TASK STATEMENT:
Word for word, repeat every entry that appears below.
___ DATA IN THIS EXERCISE ___
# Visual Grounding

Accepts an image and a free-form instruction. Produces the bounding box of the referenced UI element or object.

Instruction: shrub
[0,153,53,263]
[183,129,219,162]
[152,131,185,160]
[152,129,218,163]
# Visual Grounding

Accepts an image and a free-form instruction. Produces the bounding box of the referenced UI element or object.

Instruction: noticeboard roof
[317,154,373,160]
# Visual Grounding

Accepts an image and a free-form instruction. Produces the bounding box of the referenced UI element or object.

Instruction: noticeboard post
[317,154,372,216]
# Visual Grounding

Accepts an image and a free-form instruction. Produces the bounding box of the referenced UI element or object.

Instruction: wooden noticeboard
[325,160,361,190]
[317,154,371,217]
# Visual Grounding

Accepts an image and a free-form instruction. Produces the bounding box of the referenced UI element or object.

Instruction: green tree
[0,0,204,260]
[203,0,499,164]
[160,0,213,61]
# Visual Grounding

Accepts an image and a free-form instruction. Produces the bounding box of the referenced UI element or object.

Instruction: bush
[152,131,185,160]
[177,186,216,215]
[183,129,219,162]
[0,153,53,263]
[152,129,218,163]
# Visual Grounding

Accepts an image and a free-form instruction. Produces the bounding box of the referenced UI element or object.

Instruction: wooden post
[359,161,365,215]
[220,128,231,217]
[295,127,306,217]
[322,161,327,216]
___
THE COMPLETED TASK:
# Visual Grounding

Accepts an image and a free-form instruction. Produces the bounding box of the referenced UI element or object.

Instruction: shrub
[0,153,53,263]
[183,129,219,162]
[152,131,185,160]
[152,129,218,163]
# Visual Grounding

Accepts an image and a free-form instruction. Produces the bounding box of the referenced UI element or object.

Instruction: noticeboard roof
[317,154,373,160]
# Visual Grounding

Accepts an image and a free-form instruction. Produces the bounding box of the referenced UI element or object.

Instruction: noticeboard post
[317,154,372,216]
# Visual Grounding

Accepts an image and a free-form instruction. Produces the bounding box of the referenced UI element or object.

Instruction: wooden noticeboard
[325,160,361,190]
[317,154,371,217]
# Visual Grounding

Accepts an image and a free-form instruction. Produces the bounding box of the referenced UI element or object.

Instruction: green tree
[0,0,204,260]
[203,0,499,164]
[160,0,213,61]
# Visual Grounding

Accepts an image and a free-form instruction. Produces the bounding box of the referenced UI element or object.

Instruction: bush
[152,131,185,160]
[177,186,216,215]
[183,129,219,162]
[0,153,53,263]
[152,129,218,163]
# Visual Grounding

Accepts an image and a free-form instruction. Produces the bounding box of the referenced UI element or object.

Instruction: wooden post
[359,161,365,215]
[220,128,231,217]
[295,127,306,217]
[322,161,327,216]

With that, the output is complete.